DOCUMENT SEGMENT:
>>>

6. Lastly, run the following etcdctl command below to verify the list of available servers on the etcd cluster.

etcdctl member list

In this case, etcd runs as a single-node cluster on a local IP address http://192.168.5.15:2379/.

Checking cluster members on etcd
Checking cluster members on etcd

Bootstrapping PostgreSQL Cluster via Patroni

With the etcd server now firmly in place, you stand at the threshold of the next crucial phase. By initiating the bootstrapping process using Patroni, you elevate your PostgreSQL configuration into a robust and fault-tolerant cluster.

💡 Be sure to backup your database first if you’re deploying a PostgreSQL cluster on an existing PostgreSQL server.

To bootstrap your PostgreSQL cluster via Patroni, perform the following on each PostgreSQL server:

1. Open Patroni’s default configuration (/etc/patroni/config.yml) in your text editor, and add the following configuration.

Ensure you replace the name option’s value with the hostname of your PostgreSQL server (i.e., postgres01), but do not close the editor yet.

This configuration sets up your PostgreSQL cluster named postgres.

# Scope of PostgreSQL
scope: postgres
# Namespace for the PostgreSQL database
namespace: /db/
# Name of the PostgreSQL instance
name: postgres01

2. Next, add the configuration below to set up the Patroni REST API to run at 192.168.5.20:8008.

You must ensure each of the PostgreSQL servers within the cluster can connect via API. Thus, change the IP address 192.168.5.20 with the respective IP address of each PostgreSQL server.

<<<

MATERIAL SUPPLIED:
>>>

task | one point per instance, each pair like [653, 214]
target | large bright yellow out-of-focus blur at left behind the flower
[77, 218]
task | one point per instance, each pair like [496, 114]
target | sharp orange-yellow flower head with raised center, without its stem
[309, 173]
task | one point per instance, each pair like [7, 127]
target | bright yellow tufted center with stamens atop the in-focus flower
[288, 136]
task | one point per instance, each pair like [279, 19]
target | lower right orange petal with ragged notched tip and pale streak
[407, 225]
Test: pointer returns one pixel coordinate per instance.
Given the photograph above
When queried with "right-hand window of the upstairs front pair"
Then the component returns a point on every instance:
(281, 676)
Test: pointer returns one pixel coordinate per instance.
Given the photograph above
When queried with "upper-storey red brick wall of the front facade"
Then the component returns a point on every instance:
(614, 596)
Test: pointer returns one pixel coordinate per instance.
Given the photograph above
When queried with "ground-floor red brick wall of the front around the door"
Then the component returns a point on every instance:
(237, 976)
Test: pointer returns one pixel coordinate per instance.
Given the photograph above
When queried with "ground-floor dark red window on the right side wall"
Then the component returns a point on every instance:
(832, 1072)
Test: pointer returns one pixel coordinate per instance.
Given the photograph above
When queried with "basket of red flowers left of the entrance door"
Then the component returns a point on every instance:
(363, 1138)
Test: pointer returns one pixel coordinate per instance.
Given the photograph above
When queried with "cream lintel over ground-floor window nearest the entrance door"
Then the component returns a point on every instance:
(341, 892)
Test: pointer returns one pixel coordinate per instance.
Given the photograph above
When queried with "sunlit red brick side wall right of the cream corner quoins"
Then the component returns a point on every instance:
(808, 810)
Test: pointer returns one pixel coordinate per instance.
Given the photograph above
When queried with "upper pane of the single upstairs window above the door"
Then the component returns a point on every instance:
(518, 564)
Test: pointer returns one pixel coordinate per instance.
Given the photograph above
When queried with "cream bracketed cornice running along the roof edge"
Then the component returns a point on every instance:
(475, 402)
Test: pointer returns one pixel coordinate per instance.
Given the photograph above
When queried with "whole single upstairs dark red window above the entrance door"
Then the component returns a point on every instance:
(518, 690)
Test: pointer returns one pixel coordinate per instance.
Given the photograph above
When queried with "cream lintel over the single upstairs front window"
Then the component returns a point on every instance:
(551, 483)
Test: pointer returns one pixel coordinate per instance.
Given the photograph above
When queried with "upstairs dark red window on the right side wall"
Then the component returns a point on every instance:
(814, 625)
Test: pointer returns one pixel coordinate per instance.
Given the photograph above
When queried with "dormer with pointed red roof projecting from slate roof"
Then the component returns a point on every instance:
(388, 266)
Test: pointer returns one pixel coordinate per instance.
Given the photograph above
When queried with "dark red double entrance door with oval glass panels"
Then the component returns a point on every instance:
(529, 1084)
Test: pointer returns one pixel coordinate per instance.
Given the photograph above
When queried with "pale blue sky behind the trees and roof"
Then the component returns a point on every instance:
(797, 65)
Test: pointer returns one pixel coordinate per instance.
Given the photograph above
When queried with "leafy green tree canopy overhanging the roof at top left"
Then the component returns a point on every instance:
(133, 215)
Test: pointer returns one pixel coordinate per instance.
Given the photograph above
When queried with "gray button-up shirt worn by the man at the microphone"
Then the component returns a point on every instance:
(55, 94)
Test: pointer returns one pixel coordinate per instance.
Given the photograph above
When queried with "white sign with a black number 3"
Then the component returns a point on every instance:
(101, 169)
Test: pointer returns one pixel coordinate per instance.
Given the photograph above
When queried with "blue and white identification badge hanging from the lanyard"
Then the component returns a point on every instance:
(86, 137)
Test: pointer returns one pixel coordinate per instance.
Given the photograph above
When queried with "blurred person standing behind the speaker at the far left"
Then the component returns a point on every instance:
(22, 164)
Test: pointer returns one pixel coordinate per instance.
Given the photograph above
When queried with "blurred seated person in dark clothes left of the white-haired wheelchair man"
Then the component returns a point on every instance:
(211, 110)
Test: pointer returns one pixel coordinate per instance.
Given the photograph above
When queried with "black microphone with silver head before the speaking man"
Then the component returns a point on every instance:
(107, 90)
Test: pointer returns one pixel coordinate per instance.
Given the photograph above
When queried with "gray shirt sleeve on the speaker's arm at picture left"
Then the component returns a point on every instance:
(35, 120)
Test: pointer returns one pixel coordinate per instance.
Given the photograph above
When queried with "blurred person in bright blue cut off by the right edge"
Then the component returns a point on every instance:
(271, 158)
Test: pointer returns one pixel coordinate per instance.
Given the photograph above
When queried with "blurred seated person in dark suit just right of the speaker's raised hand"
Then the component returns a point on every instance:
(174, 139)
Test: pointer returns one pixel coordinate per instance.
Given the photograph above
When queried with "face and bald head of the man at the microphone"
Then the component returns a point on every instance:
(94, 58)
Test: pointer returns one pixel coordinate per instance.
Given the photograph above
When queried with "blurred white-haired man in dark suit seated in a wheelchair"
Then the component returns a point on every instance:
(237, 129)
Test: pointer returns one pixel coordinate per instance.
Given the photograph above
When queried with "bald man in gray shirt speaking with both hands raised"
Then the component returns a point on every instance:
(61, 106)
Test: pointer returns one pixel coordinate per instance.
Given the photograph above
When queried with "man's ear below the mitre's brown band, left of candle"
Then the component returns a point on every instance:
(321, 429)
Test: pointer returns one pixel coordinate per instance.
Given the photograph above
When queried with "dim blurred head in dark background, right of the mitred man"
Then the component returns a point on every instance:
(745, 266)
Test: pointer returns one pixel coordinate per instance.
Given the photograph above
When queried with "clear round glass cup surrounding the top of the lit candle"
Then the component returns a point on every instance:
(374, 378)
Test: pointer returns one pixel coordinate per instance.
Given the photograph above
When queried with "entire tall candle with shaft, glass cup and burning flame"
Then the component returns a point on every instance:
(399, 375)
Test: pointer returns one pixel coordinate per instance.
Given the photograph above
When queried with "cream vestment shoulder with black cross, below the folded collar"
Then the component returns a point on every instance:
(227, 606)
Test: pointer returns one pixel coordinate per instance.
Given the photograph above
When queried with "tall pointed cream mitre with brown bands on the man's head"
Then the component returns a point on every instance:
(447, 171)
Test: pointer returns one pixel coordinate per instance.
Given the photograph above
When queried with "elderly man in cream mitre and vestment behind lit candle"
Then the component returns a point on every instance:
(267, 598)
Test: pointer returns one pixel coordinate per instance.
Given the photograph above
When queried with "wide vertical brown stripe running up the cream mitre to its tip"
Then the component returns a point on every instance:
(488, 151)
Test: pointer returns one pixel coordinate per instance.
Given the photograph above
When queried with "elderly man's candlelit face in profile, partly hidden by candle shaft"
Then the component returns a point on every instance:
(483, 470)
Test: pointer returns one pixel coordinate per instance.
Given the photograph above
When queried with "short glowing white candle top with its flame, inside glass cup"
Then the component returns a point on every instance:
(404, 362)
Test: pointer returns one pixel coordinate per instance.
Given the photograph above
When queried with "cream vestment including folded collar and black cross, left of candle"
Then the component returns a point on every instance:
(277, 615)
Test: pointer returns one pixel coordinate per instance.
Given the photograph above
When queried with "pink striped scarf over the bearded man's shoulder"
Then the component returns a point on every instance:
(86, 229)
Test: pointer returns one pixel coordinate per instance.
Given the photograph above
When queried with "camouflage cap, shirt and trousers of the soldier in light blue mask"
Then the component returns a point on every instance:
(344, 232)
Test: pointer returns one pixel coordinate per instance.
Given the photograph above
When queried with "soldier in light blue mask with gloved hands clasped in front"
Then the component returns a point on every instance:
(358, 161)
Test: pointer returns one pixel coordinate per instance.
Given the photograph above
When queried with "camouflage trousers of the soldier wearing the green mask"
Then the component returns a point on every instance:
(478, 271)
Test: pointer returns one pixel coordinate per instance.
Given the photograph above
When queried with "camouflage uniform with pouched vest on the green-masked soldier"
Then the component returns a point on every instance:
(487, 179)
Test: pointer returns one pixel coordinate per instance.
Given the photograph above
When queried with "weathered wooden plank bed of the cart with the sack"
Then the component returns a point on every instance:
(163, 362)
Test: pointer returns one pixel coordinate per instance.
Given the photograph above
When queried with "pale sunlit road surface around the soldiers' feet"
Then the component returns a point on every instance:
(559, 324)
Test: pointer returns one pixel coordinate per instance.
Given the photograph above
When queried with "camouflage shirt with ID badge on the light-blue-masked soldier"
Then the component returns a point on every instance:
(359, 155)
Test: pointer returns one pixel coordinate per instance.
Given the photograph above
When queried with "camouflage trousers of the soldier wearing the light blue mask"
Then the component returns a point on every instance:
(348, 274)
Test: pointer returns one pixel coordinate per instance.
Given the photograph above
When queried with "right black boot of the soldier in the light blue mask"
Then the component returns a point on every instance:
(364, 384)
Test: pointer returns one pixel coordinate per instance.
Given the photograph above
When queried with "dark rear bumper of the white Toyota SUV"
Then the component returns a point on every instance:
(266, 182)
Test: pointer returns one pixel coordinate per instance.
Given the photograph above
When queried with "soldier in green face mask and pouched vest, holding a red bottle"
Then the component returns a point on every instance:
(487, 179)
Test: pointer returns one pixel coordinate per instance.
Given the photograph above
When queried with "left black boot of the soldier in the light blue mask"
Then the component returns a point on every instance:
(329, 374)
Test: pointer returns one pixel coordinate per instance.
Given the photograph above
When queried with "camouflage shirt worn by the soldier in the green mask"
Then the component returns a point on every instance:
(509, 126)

<<<

PROBLEM DESCRIPTION:
Return the portion of the Patroni and etcd setup text from "Bootstrapping PostgreSQL Cluster" to "cluster named postgres.", copied word for word.

OUTPUT FOR THIS TASK:
Bootstrapping PostgreSQL Cluster via Patroni

With the etcd server now firmly in place, you stand at the threshold of the next crucial phase. By initiating the bootstrapping process using Patroni, you elevate your PostgreSQL configuration into a robust and fault-tolerant cluster.

💡 Be sure to backup your database first if you’re deploying a PostgreSQL cluster on an existing PostgreSQL server.

To bootstrap your PostgreSQL cluster via Patroni, perform the following on each PostgreSQL server:

1. Open Patroni’s default configuration (/etc/patroni/config.yml) in your text editor, and add the following configuration.

Ensure you replace the name option’s value with the hostname of your PostgreSQL server (i.e., postgres01), but do not close the editor yet.

This configuration sets up your PostgreSQL cluster named postgres.